(Records shown begins)

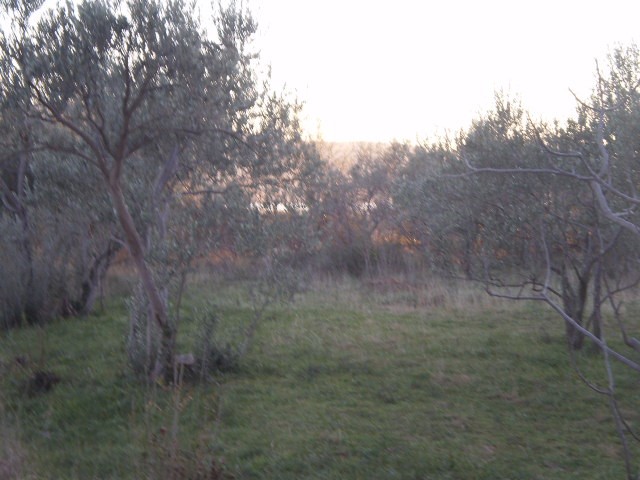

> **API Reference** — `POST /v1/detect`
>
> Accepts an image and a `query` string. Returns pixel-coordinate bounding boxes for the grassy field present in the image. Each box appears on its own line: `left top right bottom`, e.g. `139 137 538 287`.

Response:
1 275 639 479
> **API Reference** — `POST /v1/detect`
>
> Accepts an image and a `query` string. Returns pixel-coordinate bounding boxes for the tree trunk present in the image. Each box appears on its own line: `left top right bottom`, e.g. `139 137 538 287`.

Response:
1 152 35 325
589 260 603 350
565 319 585 350
562 271 588 350
74 239 119 316
107 178 175 381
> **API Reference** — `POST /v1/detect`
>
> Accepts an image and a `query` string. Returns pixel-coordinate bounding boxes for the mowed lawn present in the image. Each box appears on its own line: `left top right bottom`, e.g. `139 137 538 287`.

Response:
1 277 638 479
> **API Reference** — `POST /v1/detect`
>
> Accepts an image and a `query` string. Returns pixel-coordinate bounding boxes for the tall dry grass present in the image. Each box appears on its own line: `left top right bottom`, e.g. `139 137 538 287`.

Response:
302 273 521 312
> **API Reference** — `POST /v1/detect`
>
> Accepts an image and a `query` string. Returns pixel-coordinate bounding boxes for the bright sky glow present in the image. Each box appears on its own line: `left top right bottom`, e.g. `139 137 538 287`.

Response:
28 1 640 143
243 0 640 142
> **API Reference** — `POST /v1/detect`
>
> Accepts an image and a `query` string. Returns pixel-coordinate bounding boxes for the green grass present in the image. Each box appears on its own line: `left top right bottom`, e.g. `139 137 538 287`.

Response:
1 278 639 479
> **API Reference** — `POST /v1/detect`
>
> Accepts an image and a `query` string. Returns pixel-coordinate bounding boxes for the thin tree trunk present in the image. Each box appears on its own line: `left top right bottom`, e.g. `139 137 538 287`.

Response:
75 239 119 316
590 260 603 348
1 152 35 324
107 179 175 380
562 271 588 350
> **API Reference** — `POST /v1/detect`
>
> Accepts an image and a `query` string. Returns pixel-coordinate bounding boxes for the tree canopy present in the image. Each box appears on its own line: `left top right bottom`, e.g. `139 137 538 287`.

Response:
0 0 317 379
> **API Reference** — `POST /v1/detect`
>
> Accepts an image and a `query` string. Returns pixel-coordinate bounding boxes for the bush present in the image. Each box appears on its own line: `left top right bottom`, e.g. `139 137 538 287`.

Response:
194 312 240 379
315 239 416 278
0 251 25 329
0 216 96 329
126 285 161 378
0 219 58 329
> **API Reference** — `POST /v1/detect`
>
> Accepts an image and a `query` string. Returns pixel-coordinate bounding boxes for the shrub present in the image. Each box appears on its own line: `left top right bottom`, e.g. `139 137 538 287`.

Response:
126 285 161 378
0 216 95 329
0 219 57 329
194 312 240 379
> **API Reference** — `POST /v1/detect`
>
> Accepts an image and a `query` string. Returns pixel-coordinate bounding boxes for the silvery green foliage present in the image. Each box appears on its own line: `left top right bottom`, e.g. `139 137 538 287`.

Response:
0 213 68 327
0 0 319 378
390 49 640 476
0 0 313 264
0 144 119 327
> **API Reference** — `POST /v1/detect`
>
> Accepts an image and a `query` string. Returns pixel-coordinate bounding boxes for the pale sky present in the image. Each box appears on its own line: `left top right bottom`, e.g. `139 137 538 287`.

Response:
30 1 640 143
242 0 640 143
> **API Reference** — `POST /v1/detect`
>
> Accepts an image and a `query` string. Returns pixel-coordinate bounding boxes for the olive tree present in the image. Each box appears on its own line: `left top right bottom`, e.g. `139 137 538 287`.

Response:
302 142 412 277
0 0 311 380
391 67 640 471
397 94 638 350
453 51 640 477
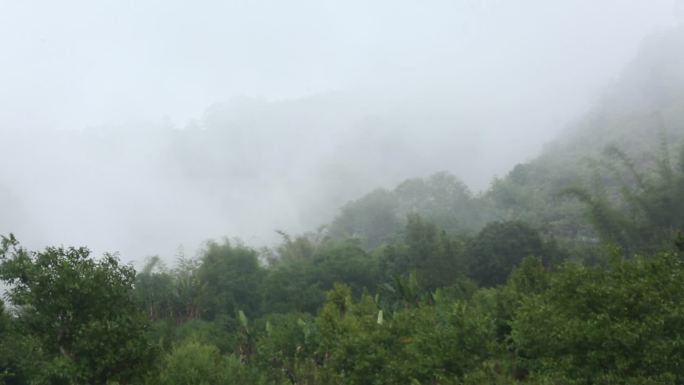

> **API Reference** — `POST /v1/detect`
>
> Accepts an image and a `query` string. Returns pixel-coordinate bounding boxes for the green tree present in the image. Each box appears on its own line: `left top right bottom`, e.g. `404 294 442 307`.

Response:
393 172 487 234
397 299 496 383
328 188 401 249
316 284 402 385
329 173 488 250
255 313 320 384
263 239 379 314
0 298 24 385
379 214 468 293
465 221 546 287
197 240 264 320
0 234 154 385
159 339 262 385
135 256 176 322
564 143 684 254
315 283 495 385
511 252 684 383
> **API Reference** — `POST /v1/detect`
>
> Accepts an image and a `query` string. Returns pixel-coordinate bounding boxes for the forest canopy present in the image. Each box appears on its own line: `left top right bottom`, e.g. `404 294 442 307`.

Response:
2 9 684 385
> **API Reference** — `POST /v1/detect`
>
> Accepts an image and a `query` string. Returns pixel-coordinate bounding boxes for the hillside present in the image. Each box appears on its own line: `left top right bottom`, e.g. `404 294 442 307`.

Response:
331 26 684 253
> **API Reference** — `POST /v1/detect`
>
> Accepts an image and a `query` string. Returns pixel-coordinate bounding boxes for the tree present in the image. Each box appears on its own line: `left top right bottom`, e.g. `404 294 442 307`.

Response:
465 221 546 287
0 234 154 385
394 172 486 234
511 252 684 383
328 172 488 250
381 214 467 290
328 188 401 249
157 338 264 385
563 143 684 254
196 240 264 320
135 256 176 322
262 238 379 314
0 298 24 385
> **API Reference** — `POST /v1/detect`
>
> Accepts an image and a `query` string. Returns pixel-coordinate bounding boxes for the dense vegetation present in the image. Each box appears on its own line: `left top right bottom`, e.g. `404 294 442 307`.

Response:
3 27 684 385
2 137 683 384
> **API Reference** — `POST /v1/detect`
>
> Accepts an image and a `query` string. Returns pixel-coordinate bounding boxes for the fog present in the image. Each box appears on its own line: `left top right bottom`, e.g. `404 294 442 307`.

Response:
0 0 681 263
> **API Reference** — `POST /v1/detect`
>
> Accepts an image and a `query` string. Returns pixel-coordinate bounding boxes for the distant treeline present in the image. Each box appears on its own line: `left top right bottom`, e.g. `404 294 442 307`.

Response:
5 25 684 383
2 137 684 384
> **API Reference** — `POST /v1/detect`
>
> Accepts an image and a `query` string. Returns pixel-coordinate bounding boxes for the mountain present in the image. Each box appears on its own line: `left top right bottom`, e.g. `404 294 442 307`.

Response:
330 26 684 252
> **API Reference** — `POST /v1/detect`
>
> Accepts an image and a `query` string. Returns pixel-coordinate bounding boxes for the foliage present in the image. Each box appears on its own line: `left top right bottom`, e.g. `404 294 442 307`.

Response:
465 221 548 287
3 116 684 385
562 142 684 255
135 256 176 321
158 339 264 385
381 214 467 290
0 234 154 385
329 172 488 249
0 299 23 384
328 188 401 249
512 252 684 383
255 312 320 384
263 238 379 314
197 239 264 319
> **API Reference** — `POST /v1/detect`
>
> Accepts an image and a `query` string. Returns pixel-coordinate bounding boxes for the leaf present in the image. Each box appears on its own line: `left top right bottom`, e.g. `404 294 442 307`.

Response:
238 310 248 329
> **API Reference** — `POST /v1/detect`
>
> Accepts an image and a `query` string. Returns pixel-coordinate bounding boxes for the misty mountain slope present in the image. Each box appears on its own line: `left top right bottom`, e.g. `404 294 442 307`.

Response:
546 26 684 162
328 26 684 249
0 3 680 263
488 26 684 240
0 90 521 261
327 172 493 249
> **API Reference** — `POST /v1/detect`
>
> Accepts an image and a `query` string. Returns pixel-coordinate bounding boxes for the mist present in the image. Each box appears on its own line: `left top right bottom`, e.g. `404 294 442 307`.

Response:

(Records shown ends)

Task details: Every line above is to be duplicated exactly; no picture should be carried over.

Solution for this exercise:
> **API Reference** — `POST /v1/detect`
>
> Accepts an image and a `query` string. Returns pixel-coordinate bounding boxes for the grassy field present in the image. Each box appears on its own line: `left top right bottom`, e.g. `139 137 538 287`.

Response:
1 275 639 479
> **API Reference** — `POST /v1/detect`
>
> Accepts an image and a `query` string. Returns pixel-coordinate bounding boxes for the tree trunk present in the image. Each box appears on its own line: `left top right bottom`, e.g. `139 137 538 287`.

Response:
1 152 35 325
589 260 603 350
565 319 585 350
562 271 588 350
74 239 119 316
107 178 175 381
> **API Reference** — `POST /v1/detect`
>
> Accepts an image and a `query` string. Returns pixel-coordinate bounding boxes for the mowed lawn present in the image. Each box appears on its own line: `left top right bottom`, e.g. `139 137 538 287`.

Response:
1 277 638 479
> **API Reference** — `POST /v1/detect`
>
> Accepts an image and a `query` string. Returns pixel-coordinate bounding boxes for the tall dry grass present in the image. Each box appears on its own line: `left top right bottom`, e.g. `139 137 538 287`.

Response:
302 273 521 312
> **API Reference** — `POST /v1/detect`
>
> Accepts an image and a `query` string. Returns pixel-coordinate bounding boxes for the bright sky glow present in the image. Each box appears on its own line: `left top right bottom`, e.g. `139 137 538 287`.

Response:
28 1 640 143
243 0 640 142
> **API Reference** — `POST /v1/detect`
>
> Accepts an image and a `query` string. Returns pixel-coordinate bounding boxes for the green grass present in the image. Each box appears on its own line: `left top right bottom`, e.g. `139 137 538 287`.

Response:
1 278 639 479
> **API Reference** — `POST /v1/detect`
>
> Accepts an image and a `query` string. Returns pixel-coordinate bounding boxes for the thin tree trunk present in the image. Each box appears on its own line: `left top right bottom`, e.g. `139 137 538 287`.

Response:
75 239 119 316
590 260 603 348
1 152 35 324
107 179 175 380
562 271 588 350
> **API Reference** — `POST /v1/detect`
>
> Accepts an image and a `query` string. Returns pixel-coordinate bounding boxes for the tree canopy present in the image. Each box appears on its own line: `left top right bottom`, e.g. `139 137 538 287`.

Response:
0 0 317 379
> **API Reference** — `POST /v1/detect`
>
> Accepts an image and a `query` string. Returns pixel-coordinate bounding boxes for the bush present in the image. Each box appears on its own line: `left top right bottom`, e.g. `139 137 538 287`.

Response:
194 312 240 379
315 239 416 278
0 251 25 329
0 216 96 329
126 285 161 378
0 219 58 329
> **API Reference** — `POST /v1/detect`
>
> Accepts an image and a `query` string. Returns pixel-coordinate bounding boxes for the shrub present in the image. Each box appears on its own line: `left top right bottom`, e.g. `139 137 538 287`.

Response:
126 285 161 378
0 216 95 329
0 219 57 329
194 312 240 379
> **API Reference** — `POST /v1/detect`
>
> Accepts an image and a `query` string. Returns pixel-coordinate bounding boxes for the silvery green foliage present in the image. Each box appears on its own line: `left top right bottom`, e.g. `139 137 538 287`.

Response:
0 213 68 327
0 0 319 378
390 49 640 476
0 0 313 264
0 144 119 327
> **API Reference** — `POST /v1/detect`
>
> Accepts an image and a `query` string. Returns pixel-coordinate bounding boxes for the pale sky present in the image. Each box appears on its own line: `left top right bottom`, e.g. `139 137 538 287`.

Response:
30 1 640 143
242 0 640 143
> **API Reference** — `POST /v1/detect`
>
> Accepts an image and a `query` string. Returns pixel-coordinate bounding boxes for the olive tree present in the image. Each box appears on its own line: `left top right bottom`, e.g. `139 137 538 287`.

Response:
302 142 412 277
0 0 311 380
391 67 640 471
397 94 638 350
453 51 640 477

> **API Reference** — `POST /v1/detect`
>
> Accepts an image and a `query` string. Returns pixel-coordinate bounding boxes for the green tree present in the image. Each box appears on its own line: `left top right bottom`, e.g. `404 294 442 307`.

Response:
393 172 487 234
397 299 496 383
328 188 401 249
316 284 402 385
329 173 488 250
255 313 320 384
263 239 379 314
0 298 24 385
379 214 468 293
465 221 546 287
197 240 264 320
0 234 154 385
159 339 262 385
135 256 176 322
564 143 684 254
315 283 495 385
511 252 684 383
> **API Reference** — `POST /v1/detect`
>
> Accepts an image and a `query` string. Returns pixel-coordinate bounding boxes for the forest canopy present in the image. Each box appears on its own line: `left top right bottom`, e.g. `404 294 442 307`.

Response:
2 9 684 385
> **API Reference** — `POST /v1/detect`
>
> Accepts an image and a `query` string. Returns pixel-coordinate bounding boxes for the hillside present in the image. Each box appears on its own line: `left top right bottom`, e.g. `404 294 442 307`.

Response:
331 26 684 253
> **API Reference** — `POST /v1/detect`
>
> Accepts an image and a `query` string. Returns pixel-coordinate bounding boxes for the tree present in the image. Each box appears on its own line: `left top right bottom`, e.g. `404 294 442 307`.

Response:
465 221 546 287
0 234 154 385
394 172 486 234
511 252 684 383
328 172 488 250
381 214 467 290
328 188 401 249
157 338 264 385
563 143 684 254
196 240 264 320
135 256 176 322
262 238 379 314
0 298 24 385
> **API Reference** — `POST /v1/detect`
>
> Accepts an image and a `query` string. Returns pixel-coordinate bounding boxes for the dense vegetation present in the image. Each box appears on its own line: `left top right bottom`, e.g. `404 294 442 307`.

Response:
3 27 684 385
2 137 683 384
> **API Reference** — `POST /v1/detect`
>
> Accepts an image and a `query` string. Returns pixel-coordinate bounding boxes for the fog present in the image. Each box appears on its own line: `left top right bottom`, e.g. `404 294 442 307`.

Response:
0 0 681 263
> **API Reference** — `POST /v1/detect`
>
> Accepts an image and a `query` string. Returns pixel-coordinate bounding boxes for the distant treeline present in the image. Each box appears on its own line: `left top right bottom`, e.g. `404 294 442 307`.

Response:
5 25 684 383
2 137 684 384
> **API Reference** — `POST /v1/detect`
>
> Accepts an image and a `query` string. Returns pixel-coordinate bounding boxes for the mountain present in the image. Each box appears on its own line: `left top right bottom`, e.g. `404 294 442 307`.

Response:
330 26 684 252
> **API Reference** — `POST /v1/detect`
>
> Accepts an image and a `query` string. Returns pixel-coordinate bounding boxes for the foliage present in the image. Each box appears on its own line: `left top right bottom`, e.g. `404 294 442 307`.

Response:
465 221 548 287
3 116 684 385
562 142 684 255
135 256 176 321
158 339 264 385
381 214 467 290
0 234 154 385
329 172 488 249
0 299 23 384
328 188 401 249
512 252 684 383
255 312 320 384
263 238 379 314
197 239 264 319
> **API Reference** — `POST /v1/detect`
>
> Accepts an image and a `query` string. Returns pixel-coordinate bounding boxes for the leaf present in the image. Each box appears on its own line: `left top right bottom`, e.g. `404 294 442 307`.

Response:
238 310 248 329
> **API Reference** — `POST /v1/detect`
>
> Accepts an image and a `query` string. Returns pixel-coordinate bounding boxes for the misty mountain slope present in the image. Each box appears on its own line: `left top right bottom`, e.g. `404 294 442 307`.

Response:
546 26 684 162
328 26 684 249
0 3 680 263
488 26 684 240
0 90 521 261
327 172 493 249
> **API Reference** — `POST /v1/detect`
>
> Accepts an image and a `query` string. Returns pixel-coordinate bounding boxes for the mist present in the image. Each box appears on its own line: `left top right bottom`, e.g. `404 294 442 307`.

Response:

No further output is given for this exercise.